WHAT TO PRODUCE: Down to the last line below, give the listing again exactly.

*** LISTED RECORDS ***

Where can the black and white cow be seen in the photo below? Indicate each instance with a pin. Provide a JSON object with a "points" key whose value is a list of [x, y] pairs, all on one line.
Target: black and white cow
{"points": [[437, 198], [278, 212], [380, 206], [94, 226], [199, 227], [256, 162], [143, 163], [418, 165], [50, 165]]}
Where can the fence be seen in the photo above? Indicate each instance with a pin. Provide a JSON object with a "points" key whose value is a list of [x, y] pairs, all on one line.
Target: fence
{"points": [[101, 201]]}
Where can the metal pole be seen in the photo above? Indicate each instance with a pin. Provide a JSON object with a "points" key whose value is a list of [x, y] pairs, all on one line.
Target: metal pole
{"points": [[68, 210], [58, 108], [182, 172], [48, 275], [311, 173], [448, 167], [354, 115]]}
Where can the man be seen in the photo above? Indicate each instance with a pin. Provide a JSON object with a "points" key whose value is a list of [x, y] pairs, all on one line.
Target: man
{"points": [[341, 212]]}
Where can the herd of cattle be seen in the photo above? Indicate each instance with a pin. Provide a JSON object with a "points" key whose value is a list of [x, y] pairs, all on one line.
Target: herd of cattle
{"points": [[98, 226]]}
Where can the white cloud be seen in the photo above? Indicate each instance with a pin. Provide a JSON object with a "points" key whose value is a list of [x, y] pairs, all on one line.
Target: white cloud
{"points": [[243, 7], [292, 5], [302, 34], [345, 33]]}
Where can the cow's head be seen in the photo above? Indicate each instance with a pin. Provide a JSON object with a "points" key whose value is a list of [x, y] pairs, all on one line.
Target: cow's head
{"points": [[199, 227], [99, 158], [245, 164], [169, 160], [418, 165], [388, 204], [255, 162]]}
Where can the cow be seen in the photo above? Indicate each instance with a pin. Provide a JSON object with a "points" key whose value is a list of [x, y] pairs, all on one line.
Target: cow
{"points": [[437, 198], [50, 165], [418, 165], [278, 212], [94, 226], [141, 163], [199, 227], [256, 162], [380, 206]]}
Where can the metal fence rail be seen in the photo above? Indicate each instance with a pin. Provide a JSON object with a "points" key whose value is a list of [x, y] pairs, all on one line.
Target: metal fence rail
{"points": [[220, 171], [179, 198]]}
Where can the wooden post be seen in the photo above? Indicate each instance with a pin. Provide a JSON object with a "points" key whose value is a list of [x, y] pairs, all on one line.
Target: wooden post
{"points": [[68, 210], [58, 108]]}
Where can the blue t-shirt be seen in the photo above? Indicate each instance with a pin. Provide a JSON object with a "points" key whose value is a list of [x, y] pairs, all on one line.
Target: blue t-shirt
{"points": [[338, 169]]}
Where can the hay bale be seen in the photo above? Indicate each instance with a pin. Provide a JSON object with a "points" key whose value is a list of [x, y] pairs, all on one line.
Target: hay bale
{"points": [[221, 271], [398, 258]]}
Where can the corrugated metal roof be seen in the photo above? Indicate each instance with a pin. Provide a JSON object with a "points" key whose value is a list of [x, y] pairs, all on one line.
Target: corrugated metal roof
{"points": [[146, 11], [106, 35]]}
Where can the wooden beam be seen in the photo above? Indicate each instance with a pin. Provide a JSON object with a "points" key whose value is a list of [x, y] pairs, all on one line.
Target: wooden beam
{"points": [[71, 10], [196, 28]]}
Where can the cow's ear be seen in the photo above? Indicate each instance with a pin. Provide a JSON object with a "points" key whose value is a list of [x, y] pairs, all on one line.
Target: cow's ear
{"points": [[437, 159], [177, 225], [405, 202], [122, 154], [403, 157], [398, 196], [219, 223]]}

*** End of LISTED RECORDS ***

WRITTEN ANSWER:
Where can the black and white cow be seen in the photo below? Indicate each instance with a pin. Provide a JSON object with a "points" key whose value is a list of [x, y] pairs, all on one line.
Target: black and white cow
{"points": [[437, 198], [278, 212], [380, 206], [94, 226], [199, 227], [256, 162], [143, 163], [418, 165], [50, 165]]}
Where can the fence be seen in the photo above? Indicate each instance with a pin. Provide a JSON object with a "points" key whose value is a list of [x, y] pairs, all on one line.
Target: fence
{"points": [[101, 201]]}
Where can the metal pole be seen in the photo above? Indicate each instance with a pin. Provide a JSON object with a "points" key whose value is a list of [x, y] pairs, all on one line.
Target: metal pole
{"points": [[68, 210], [58, 108], [182, 172], [48, 275], [311, 173], [448, 167], [354, 115]]}
Where can the man be seen in the photo above? Indicate each instance with a pin. Provide a JSON object with a "points" key whose value is a list of [x, y] pairs, all on one line.
Target: man
{"points": [[341, 212]]}
Where can the herd of cattle be seen in the photo above? Indicate each instance with a pin. Provide a JSON object with a "points" key whose value is a list of [x, y] pairs, all on one line.
Target: herd of cattle
{"points": [[98, 226]]}
Where can the white cloud be seen in the photo above? Indicate each instance with a pin. Provide a JSON object with a "points" key whose value is a list of [x, y] pairs, all on one line.
Target: white cloud
{"points": [[243, 7], [292, 5], [302, 34], [345, 33]]}
Where can the cow's head be seen in the photo above? Indicate each instance with a pin. Provide a JSON object with a "points" key whose value is a list of [x, y] pairs, all on one line.
Target: cow's head
{"points": [[199, 227], [99, 158], [245, 164], [169, 160], [418, 165], [388, 204], [255, 162]]}
Where can the cow be seen in the photo above? Indicate each instance with a pin. Provide a JSON object with a "points" key whose value is a list of [x, y] pairs, all on one line.
Target: cow
{"points": [[437, 198], [50, 165], [418, 165], [278, 212], [94, 226], [141, 163], [199, 227], [256, 162], [380, 206]]}
Where can the metal fence rail be seen in the photo above? Indicate each instance with a pin. Provide a JSON object with a "points" key whose value is a list of [x, y] pairs, all on one line.
Target: metal fence rail
{"points": [[220, 171], [179, 198]]}
Where can the wooden post be seen in the photo above? Indicate each instance with a pin. Provide a JSON object with a "points" key whose value is a list of [x, y] pairs, all on one line.
Target: wooden post
{"points": [[68, 210], [58, 108]]}
Where can the blue t-shirt be seen in the photo above? Indicate each instance with a pin. Provide a JSON object with a "points" key whose value is a list of [x, y] pairs, all on one line.
Target: blue t-shirt
{"points": [[338, 169]]}
Where can the hay bale be seen in the photo above? Indicate each instance with a pin. Provide a JSON object with a "points" key whose value is a list of [x, y] pairs, all on one line.
Target: hay bale
{"points": [[221, 271], [398, 258]]}
Where can the corrugated metal roof be seen in the photo above? Indicate each instance with a pin. Provide a JSON object with a "points" key whose value is a list of [x, y] pairs, all on one line.
Target: corrugated metal roof
{"points": [[146, 11], [106, 35]]}
Where can the wooden beam be seen in the photo above? Indicate each instance with a pin. Provide a JSON object with a "points" key whose value is a list of [x, y] pairs, all on one line.
Target: wooden beam
{"points": [[71, 10], [196, 28]]}
Where can the cow's ear be seen in the photo above? Indicate each instance with a pin. Provide a JSON object with a "points" key whose value is a list of [x, y] pairs, all on one line.
Target: cow's ear
{"points": [[437, 159], [177, 225], [405, 202], [122, 154], [403, 157], [398, 196], [219, 223]]}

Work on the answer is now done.